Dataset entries
>>>>

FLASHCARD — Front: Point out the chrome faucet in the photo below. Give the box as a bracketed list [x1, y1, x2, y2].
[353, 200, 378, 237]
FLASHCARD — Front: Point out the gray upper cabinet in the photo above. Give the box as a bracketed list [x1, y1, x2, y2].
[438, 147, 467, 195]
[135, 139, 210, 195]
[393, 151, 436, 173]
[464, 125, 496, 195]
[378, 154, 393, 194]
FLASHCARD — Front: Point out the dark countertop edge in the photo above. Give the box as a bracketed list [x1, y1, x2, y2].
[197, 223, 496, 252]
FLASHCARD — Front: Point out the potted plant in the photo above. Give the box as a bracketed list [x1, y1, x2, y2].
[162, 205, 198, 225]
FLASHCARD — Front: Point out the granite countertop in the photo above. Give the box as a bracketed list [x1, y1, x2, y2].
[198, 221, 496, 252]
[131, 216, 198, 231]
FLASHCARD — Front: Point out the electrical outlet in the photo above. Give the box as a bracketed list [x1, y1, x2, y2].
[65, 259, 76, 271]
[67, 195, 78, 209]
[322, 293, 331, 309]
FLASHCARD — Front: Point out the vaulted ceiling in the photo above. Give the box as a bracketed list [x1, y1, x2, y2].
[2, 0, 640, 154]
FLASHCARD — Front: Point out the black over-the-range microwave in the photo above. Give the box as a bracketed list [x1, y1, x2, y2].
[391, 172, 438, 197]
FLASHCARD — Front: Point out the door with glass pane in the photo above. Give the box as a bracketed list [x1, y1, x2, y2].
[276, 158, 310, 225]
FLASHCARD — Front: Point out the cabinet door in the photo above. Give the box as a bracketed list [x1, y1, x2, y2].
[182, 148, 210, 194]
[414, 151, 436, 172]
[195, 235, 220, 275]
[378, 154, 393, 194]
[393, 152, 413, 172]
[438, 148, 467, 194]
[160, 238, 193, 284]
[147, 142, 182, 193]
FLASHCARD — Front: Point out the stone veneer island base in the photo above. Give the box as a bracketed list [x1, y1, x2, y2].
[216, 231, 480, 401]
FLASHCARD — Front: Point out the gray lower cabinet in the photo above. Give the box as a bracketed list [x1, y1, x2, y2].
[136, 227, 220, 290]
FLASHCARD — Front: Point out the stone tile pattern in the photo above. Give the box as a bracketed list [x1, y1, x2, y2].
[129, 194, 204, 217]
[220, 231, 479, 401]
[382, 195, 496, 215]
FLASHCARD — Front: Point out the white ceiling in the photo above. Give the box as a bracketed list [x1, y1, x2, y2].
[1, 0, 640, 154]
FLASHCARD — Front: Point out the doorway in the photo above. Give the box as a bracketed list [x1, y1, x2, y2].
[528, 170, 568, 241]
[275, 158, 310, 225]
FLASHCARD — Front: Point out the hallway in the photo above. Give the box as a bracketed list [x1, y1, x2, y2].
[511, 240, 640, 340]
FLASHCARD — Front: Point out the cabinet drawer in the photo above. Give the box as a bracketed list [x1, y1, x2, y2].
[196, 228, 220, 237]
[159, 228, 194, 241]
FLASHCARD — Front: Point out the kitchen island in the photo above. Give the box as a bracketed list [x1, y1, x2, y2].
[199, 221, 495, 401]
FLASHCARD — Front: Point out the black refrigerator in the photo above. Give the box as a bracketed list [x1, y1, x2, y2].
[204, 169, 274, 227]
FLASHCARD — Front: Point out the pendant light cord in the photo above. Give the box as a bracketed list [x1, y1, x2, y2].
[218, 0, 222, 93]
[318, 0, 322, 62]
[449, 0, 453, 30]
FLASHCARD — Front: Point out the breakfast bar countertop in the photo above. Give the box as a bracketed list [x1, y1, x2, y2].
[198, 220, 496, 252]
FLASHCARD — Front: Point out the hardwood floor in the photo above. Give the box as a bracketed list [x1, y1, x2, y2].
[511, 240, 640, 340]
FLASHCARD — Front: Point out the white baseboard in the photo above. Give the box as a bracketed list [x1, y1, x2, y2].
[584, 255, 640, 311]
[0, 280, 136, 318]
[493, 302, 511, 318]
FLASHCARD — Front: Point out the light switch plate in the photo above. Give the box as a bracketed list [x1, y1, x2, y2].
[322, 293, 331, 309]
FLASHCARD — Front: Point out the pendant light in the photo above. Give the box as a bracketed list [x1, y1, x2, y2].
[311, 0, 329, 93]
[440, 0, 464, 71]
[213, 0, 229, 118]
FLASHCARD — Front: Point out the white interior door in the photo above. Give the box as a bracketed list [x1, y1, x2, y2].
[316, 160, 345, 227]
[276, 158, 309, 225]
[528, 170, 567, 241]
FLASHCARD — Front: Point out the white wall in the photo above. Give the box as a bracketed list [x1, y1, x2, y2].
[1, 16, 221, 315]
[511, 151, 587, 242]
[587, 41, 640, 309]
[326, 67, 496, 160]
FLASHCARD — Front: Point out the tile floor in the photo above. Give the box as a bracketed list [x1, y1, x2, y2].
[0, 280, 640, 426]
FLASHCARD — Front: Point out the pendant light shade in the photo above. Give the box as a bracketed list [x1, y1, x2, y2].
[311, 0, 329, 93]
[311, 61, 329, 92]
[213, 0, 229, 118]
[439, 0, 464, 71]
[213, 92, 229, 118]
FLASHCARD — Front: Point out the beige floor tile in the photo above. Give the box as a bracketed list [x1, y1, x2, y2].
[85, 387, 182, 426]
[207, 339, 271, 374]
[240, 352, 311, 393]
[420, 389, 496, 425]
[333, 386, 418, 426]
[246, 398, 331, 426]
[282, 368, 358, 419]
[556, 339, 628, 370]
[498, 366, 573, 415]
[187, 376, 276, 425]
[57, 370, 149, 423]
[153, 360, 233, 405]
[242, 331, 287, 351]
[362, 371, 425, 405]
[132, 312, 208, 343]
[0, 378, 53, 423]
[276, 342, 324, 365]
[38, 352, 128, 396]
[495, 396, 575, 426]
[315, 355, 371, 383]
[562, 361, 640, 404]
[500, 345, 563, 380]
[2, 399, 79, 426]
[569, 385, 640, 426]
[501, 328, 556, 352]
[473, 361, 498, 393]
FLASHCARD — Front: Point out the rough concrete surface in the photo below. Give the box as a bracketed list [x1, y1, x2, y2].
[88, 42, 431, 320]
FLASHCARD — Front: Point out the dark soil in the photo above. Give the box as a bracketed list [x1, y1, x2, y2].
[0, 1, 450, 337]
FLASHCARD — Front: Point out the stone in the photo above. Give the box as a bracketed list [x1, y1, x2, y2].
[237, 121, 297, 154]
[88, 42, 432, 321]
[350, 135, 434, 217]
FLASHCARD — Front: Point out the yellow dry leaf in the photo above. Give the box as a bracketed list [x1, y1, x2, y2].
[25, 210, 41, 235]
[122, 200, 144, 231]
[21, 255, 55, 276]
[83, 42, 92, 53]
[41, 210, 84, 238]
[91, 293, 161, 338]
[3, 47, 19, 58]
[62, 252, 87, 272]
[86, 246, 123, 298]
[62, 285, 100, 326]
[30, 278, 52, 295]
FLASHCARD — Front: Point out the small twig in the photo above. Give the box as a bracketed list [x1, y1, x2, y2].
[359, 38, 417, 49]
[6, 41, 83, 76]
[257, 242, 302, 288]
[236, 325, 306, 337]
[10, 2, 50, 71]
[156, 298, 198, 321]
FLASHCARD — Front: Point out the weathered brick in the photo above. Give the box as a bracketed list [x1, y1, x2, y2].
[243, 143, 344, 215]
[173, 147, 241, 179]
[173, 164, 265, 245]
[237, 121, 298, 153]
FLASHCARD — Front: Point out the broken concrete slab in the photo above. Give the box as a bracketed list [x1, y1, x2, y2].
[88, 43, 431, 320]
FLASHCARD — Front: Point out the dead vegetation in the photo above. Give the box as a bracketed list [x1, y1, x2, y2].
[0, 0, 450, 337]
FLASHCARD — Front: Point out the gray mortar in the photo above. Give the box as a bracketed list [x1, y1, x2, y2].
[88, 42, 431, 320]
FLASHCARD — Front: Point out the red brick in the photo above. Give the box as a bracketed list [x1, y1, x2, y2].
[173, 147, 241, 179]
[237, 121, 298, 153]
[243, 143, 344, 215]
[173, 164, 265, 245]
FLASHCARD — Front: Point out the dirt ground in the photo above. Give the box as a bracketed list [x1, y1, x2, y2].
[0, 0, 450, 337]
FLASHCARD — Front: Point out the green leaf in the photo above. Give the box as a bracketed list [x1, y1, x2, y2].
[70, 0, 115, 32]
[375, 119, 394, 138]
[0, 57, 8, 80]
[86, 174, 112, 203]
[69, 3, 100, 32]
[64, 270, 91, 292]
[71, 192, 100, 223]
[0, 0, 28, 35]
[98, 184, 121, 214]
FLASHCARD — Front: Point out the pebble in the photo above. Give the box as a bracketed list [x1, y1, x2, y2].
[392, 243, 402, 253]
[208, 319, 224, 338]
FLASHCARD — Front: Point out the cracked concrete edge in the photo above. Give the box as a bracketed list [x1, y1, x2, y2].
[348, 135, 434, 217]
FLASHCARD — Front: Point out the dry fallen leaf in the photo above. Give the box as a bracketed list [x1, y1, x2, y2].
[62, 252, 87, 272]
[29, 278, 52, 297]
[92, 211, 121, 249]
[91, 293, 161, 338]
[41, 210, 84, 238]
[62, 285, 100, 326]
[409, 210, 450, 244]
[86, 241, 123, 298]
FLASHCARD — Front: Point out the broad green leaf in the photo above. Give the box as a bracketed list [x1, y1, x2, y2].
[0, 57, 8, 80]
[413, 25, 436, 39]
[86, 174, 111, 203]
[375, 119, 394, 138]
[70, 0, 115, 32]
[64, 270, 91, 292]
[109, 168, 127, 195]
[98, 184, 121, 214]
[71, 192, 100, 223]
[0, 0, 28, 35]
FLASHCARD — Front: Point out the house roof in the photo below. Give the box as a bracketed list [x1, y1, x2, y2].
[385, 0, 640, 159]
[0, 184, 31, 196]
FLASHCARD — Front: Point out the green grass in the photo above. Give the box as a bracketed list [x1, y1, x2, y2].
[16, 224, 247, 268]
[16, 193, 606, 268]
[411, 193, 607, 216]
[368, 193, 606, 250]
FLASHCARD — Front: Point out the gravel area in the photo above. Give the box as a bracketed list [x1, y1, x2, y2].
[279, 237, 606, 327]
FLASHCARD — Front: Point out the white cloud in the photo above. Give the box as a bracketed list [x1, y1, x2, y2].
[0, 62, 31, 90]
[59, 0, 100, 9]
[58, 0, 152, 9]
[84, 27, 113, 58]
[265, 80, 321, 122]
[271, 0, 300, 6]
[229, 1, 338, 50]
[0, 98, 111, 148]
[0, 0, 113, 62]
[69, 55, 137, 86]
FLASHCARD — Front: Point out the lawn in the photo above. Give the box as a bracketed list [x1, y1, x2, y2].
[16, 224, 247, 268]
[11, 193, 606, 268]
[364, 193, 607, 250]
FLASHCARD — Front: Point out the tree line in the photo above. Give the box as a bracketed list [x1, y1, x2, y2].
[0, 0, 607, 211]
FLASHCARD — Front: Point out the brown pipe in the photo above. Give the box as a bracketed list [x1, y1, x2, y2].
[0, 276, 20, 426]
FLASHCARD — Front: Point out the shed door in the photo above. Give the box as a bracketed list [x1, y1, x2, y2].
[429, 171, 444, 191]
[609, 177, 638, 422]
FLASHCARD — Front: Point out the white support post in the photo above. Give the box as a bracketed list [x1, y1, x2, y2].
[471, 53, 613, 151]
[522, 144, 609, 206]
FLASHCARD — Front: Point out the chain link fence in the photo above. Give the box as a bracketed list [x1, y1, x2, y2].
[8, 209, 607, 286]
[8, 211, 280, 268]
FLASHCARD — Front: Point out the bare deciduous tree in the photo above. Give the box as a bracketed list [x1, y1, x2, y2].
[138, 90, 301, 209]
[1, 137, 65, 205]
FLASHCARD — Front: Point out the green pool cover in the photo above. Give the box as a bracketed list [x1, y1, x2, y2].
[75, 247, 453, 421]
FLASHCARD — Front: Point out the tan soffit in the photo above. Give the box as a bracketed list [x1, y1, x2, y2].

<<<<

What to produce
Please rewrite the records from the line with "FLASHCARD — Front: Point out the green pool" through the end of the records, replacing "Point out" with "Mark" and changing nothing else.

Worked answer
FLASHCARD — Front: Mark the green pool cover in the photo above. Give the box as a bracketed list [x1, y1, x2, y2].
[75, 247, 453, 421]
FLASHCARD — Front: Mark the tan soffit in the photo above. Give the box as a bracketed list [x1, y1, x2, y2].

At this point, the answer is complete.